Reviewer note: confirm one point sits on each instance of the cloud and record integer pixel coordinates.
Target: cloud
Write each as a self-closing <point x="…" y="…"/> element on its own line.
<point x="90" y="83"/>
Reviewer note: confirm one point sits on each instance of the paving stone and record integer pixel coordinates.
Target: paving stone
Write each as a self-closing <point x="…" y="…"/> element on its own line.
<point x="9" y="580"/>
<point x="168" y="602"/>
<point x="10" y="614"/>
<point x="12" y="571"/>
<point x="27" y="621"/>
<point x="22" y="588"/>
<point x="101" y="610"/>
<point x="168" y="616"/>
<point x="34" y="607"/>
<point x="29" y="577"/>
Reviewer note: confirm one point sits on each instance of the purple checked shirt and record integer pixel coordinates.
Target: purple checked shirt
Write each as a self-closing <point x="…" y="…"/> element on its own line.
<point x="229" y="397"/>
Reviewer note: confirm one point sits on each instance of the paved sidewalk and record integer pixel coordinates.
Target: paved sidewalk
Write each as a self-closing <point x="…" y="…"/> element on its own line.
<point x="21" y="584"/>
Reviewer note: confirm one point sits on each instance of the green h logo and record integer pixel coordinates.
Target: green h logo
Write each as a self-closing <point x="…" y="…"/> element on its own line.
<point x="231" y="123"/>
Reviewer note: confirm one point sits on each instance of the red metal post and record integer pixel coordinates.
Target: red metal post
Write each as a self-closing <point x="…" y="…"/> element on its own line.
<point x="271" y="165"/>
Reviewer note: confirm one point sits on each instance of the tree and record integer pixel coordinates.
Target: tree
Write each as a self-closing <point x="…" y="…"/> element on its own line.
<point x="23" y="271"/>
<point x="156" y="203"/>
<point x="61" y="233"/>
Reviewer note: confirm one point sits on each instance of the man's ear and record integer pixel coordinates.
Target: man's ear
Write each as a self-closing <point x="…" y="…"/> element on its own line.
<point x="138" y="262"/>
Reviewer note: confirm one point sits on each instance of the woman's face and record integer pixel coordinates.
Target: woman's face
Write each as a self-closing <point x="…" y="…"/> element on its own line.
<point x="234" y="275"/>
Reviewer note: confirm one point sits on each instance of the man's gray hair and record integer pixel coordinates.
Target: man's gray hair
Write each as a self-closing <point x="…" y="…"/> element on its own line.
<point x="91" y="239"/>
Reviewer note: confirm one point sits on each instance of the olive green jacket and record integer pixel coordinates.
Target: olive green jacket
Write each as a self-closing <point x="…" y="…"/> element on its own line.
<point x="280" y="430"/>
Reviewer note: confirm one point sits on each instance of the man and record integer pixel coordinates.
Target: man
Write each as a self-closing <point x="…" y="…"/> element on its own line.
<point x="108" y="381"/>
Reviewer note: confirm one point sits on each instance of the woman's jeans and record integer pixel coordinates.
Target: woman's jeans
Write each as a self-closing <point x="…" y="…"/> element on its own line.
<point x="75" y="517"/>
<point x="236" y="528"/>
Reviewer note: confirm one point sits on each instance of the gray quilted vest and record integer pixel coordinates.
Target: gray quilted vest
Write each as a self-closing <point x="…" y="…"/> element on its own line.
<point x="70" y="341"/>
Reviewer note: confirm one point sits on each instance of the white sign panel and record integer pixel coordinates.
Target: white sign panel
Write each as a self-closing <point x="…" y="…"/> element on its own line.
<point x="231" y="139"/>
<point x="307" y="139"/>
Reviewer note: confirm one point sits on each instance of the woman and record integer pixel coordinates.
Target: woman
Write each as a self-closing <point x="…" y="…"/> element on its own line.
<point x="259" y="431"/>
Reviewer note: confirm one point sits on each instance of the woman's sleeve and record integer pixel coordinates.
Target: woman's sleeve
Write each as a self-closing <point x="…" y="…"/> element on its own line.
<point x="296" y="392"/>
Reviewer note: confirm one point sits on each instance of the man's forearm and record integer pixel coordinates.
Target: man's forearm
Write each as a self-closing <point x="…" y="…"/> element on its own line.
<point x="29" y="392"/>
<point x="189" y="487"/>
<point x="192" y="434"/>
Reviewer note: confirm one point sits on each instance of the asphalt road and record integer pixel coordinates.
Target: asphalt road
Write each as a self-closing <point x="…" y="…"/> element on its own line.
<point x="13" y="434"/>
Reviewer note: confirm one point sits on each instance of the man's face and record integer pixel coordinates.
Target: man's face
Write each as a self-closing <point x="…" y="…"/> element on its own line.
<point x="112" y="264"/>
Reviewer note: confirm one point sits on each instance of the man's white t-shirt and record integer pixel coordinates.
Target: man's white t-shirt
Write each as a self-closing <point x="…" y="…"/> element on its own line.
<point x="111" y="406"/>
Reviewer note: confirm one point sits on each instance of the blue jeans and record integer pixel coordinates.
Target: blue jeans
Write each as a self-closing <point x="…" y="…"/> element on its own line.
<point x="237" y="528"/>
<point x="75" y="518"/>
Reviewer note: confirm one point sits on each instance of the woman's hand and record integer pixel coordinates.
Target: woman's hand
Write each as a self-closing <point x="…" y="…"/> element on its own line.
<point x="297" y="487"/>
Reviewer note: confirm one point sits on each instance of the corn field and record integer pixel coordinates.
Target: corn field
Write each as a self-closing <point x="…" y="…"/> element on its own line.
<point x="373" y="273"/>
_____
● Goal
Retype the records that precede this task, keeping them exactly the same.

● Solution to this exercise
Reviewer note: confirm one point sits on each instance of the cloud and record integer pixel coordinates.
Target: cloud
Write each as a self-closing <point x="…" y="…"/> element on its own line.
<point x="90" y="83"/>
Reviewer note: confirm one point sits on each instance of the paving stone and record integer pixel coordinates.
Target: paving stone
Write each as a self-closing <point x="…" y="…"/> element on its own line.
<point x="9" y="580"/>
<point x="168" y="602"/>
<point x="10" y="614"/>
<point x="12" y="571"/>
<point x="27" y="621"/>
<point x="22" y="588"/>
<point x="101" y="610"/>
<point x="168" y="616"/>
<point x="34" y="607"/>
<point x="29" y="577"/>
Reviewer note: confirm one point sits on each instance of the purple checked shirt and record integer pixel coordinates.
Target: purple checked shirt
Write each as a self-closing <point x="…" y="…"/> element on its own line.
<point x="229" y="397"/>
Reviewer note: confirm one point sits on each instance of the paved sidewalk and record integer pixel coordinates.
Target: paved sidewalk
Write each as a self-closing <point x="…" y="…"/> element on its own line.
<point x="21" y="584"/>
Reviewer note: confirm one point sits on each instance of the green h logo and record integer pixel coordinates.
Target: green h logo
Write each as a self-closing <point x="…" y="…"/> element on its own line.
<point x="231" y="123"/>
Reviewer note: confirm one point sits on each instance of the red metal post and record integer pixel coordinates.
Target: red metal post
Write each as a self-closing <point x="…" y="…"/> element on its own line.
<point x="271" y="165"/>
Reviewer note: confirm one point sits on each instance of the tree and record integer pixel coordinates.
Target: tree
Write each as a self-closing <point x="…" y="…"/> element on its own line.
<point x="23" y="271"/>
<point x="156" y="203"/>
<point x="61" y="233"/>
Reviewer note: confirm one point sits on each instance of the man's ear and record integer pixel coordinates.
Target: man's ear
Write each as a self-closing <point x="…" y="…"/> element on its own line.
<point x="138" y="262"/>
Reviewer note: confirm one point sits on each instance of the woman's face and record integer pixel coordinates.
Target: woman's face
Write each as a self-closing <point x="…" y="…"/> element on its own line.
<point x="234" y="275"/>
Reviewer note: confirm one point sits on each instance of the man's gray hair and record integer pixel coordinates.
Target: man's gray hair
Write each as a self-closing <point x="…" y="…"/> element on its own line.
<point x="91" y="239"/>
Reviewer note: confirm one point sits on each instance of the olive green jacket and record integer pixel coordinates.
Target: olive green jacket
Write each as a self-closing <point x="…" y="…"/> element on its own line.
<point x="280" y="430"/>
Reviewer note: confirm one point sits on each instance of the man and record integer pixel coordinates.
Target: man
Write each as a self-closing <point x="…" y="…"/> element on its own line.
<point x="108" y="381"/>
Reviewer note: confirm one point sits on each instance of the woman's jeans and record integer pixel coordinates.
Target: woman's jeans
Write each as a self-closing <point x="…" y="…"/> element on its own line.
<point x="75" y="517"/>
<point x="236" y="528"/>
Reviewer note: confirm one point sits on each instance of the gray quilted vest and record integer pixel coordinates.
Target: gray quilted vest
Write each as a self-closing <point x="…" y="…"/> element on its own line.
<point x="70" y="341"/>
Reviewer note: confirm one point sits on each instance of the white sign panel and record integer pixel coordinates.
Target: white sign panel
Write each as a self-closing <point x="…" y="…"/> element on its own line.
<point x="231" y="139"/>
<point x="307" y="139"/>
Reviewer note: confirm one point sits on each instance of the woman and record integer pixel coordinates.
Target: woman
Write each as a self-closing <point x="…" y="…"/> element on its own line.
<point x="259" y="431"/>
Reviewer note: confirm one point sits on each instance of the woman's sleeve and record integer pixel coordinates.
Target: woman's sleeve
Write each as a self-closing <point x="…" y="…"/> element on its own line.
<point x="296" y="392"/>
Reviewer note: confirm one point sits on each instance of the man's forearm and record integer pixel coordinates.
Target: man's forearm
Write each as a self-closing <point x="…" y="…"/> element on its own line.
<point x="29" y="392"/>
<point x="189" y="487"/>
<point x="192" y="434"/>
Reviewer note: confirm one point sits on each instance of the asphalt road and record integer pixel coordinates.
Target: asphalt road
Write each as a self-closing <point x="…" y="…"/> element on its own line.
<point x="13" y="434"/>
Reviewer note: confirm one point sits on each instance of the man's face and record integer pixel coordinates.
Target: man's face
Write each as a self-closing <point x="…" y="…"/> element on its own line.
<point x="112" y="264"/>
Reviewer note: confirm one point sits on each instance of the man's white t-shirt and record integer pixel coordinates.
Target: man's white t-shirt
Write each as a self-closing <point x="…" y="…"/> element on its own line.
<point x="111" y="406"/>
Reviewer note: confirm one point sits on each instance of the blue jeans and record integer pixel coordinates.
Target: blue jeans
Write each as a self-closing <point x="…" y="…"/> element on its own line.
<point x="237" y="528"/>
<point x="75" y="518"/>
Reviewer note: confirm one point sits on each instance of the woman's hand and record integer pixel coordinates.
Target: woman's hand
Write each as a self-closing <point x="…" y="…"/> element on its own line.
<point x="297" y="487"/>
Reviewer note: confirm one point sits on each instance of the corn field and record integer pixel coordinates.
Target: corn field
Write each as a self-closing <point x="…" y="…"/> element on its own line.
<point x="373" y="273"/>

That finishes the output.